(WHAT IS NEEDED)
With pictures left out, write out exactly every line from the start of the data through the one that contains "point: the idol's hand, a".

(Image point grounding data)
++++++
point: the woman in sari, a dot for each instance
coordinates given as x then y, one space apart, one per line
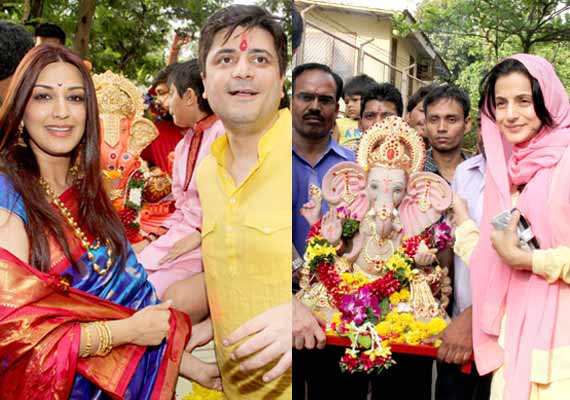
78 318
521 295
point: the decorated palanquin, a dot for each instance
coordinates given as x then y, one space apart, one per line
141 196
370 265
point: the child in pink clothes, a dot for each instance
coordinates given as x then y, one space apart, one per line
176 254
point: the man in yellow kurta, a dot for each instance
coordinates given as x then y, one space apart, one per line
245 192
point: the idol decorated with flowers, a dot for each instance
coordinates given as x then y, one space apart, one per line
371 261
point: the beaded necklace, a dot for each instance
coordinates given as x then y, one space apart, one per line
89 248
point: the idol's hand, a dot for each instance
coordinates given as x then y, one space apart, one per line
311 210
424 255
269 339
183 246
150 325
460 212
506 244
202 333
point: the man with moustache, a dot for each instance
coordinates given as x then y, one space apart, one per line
447 119
457 339
415 115
379 102
316 91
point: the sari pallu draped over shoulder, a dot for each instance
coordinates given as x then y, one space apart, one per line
40 315
537 328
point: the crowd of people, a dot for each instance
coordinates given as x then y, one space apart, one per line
84 313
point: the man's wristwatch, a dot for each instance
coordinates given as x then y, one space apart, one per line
297 263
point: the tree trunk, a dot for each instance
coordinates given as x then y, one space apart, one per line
32 10
84 21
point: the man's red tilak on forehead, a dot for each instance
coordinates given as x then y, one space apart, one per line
243 43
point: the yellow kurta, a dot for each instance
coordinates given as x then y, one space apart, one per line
551 264
246 249
349 135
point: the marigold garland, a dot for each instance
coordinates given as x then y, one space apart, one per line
369 310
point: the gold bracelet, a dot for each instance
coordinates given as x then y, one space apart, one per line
110 337
102 338
88 339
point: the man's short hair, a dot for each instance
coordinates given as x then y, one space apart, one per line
186 76
162 75
48 30
15 42
383 92
448 91
320 67
297 22
245 16
418 96
358 86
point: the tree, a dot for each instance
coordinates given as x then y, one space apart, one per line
473 35
128 37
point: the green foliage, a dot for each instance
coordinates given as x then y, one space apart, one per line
127 37
350 227
473 35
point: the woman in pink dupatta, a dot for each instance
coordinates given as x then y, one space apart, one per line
521 298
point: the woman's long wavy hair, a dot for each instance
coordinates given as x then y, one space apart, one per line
96 214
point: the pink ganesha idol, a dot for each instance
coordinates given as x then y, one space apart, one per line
140 196
388 198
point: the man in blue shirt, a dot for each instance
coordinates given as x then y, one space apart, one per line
315 106
316 91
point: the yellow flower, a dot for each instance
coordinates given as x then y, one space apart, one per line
398 327
336 318
392 316
436 326
201 393
394 298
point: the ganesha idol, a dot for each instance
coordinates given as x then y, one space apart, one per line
389 199
139 195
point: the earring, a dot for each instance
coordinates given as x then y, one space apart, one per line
20 142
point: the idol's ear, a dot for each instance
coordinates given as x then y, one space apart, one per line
344 186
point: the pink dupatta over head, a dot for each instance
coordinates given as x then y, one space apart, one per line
537 311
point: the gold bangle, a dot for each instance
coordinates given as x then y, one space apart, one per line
106 339
88 339
110 336
102 338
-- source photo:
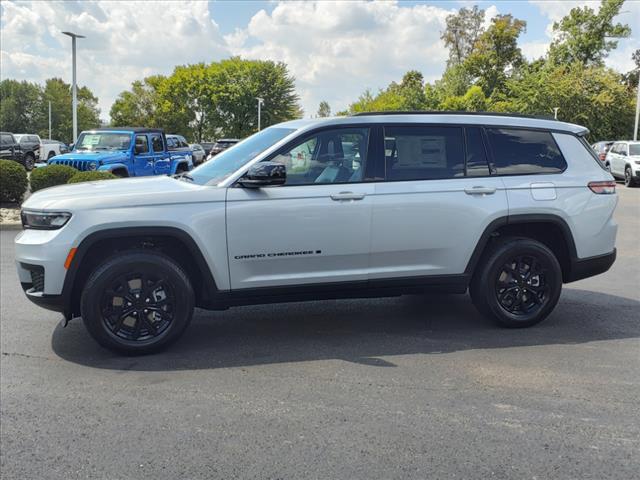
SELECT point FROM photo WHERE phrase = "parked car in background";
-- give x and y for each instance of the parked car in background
(508, 208)
(221, 145)
(30, 146)
(125, 152)
(623, 161)
(10, 148)
(51, 148)
(207, 146)
(601, 148)
(198, 153)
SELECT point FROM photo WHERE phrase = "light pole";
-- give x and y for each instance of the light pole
(74, 87)
(260, 102)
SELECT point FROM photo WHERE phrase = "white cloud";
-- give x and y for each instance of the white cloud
(337, 49)
(125, 41)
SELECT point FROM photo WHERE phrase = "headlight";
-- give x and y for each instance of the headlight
(44, 220)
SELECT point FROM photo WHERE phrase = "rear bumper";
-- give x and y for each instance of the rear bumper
(589, 267)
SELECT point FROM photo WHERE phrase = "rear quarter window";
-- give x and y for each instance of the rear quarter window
(524, 152)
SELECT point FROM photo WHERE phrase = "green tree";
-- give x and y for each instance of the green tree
(587, 37)
(462, 32)
(324, 110)
(496, 53)
(20, 106)
(138, 106)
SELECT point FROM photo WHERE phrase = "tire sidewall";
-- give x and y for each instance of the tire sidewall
(101, 280)
(553, 278)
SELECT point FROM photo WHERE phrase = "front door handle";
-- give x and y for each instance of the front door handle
(480, 190)
(347, 196)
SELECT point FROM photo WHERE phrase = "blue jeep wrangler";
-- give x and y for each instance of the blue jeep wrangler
(126, 152)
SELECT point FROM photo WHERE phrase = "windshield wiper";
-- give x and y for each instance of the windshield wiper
(186, 176)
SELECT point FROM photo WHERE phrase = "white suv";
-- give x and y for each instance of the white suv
(364, 206)
(623, 161)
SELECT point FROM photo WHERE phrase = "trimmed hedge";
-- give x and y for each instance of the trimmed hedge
(91, 176)
(13, 181)
(51, 176)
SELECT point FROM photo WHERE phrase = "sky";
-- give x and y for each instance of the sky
(335, 50)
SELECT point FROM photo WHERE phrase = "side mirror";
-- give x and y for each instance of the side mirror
(264, 174)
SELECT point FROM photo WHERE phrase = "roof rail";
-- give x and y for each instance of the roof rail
(452, 112)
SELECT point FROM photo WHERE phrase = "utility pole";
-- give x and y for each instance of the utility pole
(635, 128)
(260, 102)
(74, 87)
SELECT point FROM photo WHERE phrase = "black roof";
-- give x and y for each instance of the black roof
(129, 129)
(453, 112)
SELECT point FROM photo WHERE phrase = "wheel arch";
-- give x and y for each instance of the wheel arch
(173, 241)
(549, 229)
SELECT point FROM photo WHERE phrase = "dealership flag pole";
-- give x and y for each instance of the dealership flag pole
(74, 87)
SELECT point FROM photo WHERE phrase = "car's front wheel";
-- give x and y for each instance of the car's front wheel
(519, 282)
(137, 302)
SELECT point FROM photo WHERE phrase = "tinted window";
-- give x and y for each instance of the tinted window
(477, 165)
(142, 145)
(524, 152)
(331, 156)
(423, 153)
(156, 143)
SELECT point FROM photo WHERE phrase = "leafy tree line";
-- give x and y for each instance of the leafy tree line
(486, 71)
(24, 108)
(205, 102)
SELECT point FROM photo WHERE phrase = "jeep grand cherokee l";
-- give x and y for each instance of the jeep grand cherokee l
(505, 207)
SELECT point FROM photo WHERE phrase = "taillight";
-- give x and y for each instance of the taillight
(603, 188)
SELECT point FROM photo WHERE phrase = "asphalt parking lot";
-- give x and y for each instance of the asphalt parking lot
(407, 387)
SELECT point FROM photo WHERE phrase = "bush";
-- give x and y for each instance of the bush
(91, 176)
(51, 176)
(13, 181)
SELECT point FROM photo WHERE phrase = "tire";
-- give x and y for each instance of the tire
(29, 161)
(137, 303)
(517, 283)
(628, 178)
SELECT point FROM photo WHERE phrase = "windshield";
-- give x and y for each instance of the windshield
(227, 162)
(103, 141)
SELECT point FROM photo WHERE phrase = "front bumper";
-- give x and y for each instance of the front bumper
(50, 302)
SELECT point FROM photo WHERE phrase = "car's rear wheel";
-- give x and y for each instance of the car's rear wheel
(518, 284)
(137, 302)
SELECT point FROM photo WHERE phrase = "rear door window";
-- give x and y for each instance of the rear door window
(477, 163)
(524, 152)
(156, 143)
(423, 152)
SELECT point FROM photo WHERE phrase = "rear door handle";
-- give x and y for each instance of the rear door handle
(347, 196)
(480, 191)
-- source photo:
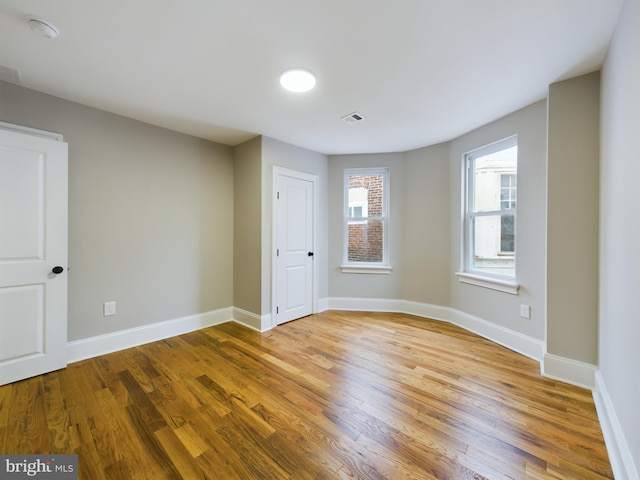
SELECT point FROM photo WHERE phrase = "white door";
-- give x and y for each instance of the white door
++++++
(YOUR SOLUTION)
point: the woman in sari, a dot for each instance
coordinates given as x then y, one space apart, one per line
78 318
521 295
point: the decorated palanquin, a dot for each instance
coordinates given as x then y, one space apart, one per line
141 196
370 265
point: the child in pink clothes, a dot for each instance
coordinates given as x then y, one space apart, one per line
176 254
point: the man in yellow kurta, a dot for each instance
coordinates given as x then y, one space apart, one per line
245 192
point: the idol decorated with flowers, a dot for each instance
coordinates given as x then y, one space apart, one per line
371 261
point: the beaded necklace, a dot for each instance
coordinates given as x then y, one space apart, one per line
89 248
point: the idol's hand, a dot for each instance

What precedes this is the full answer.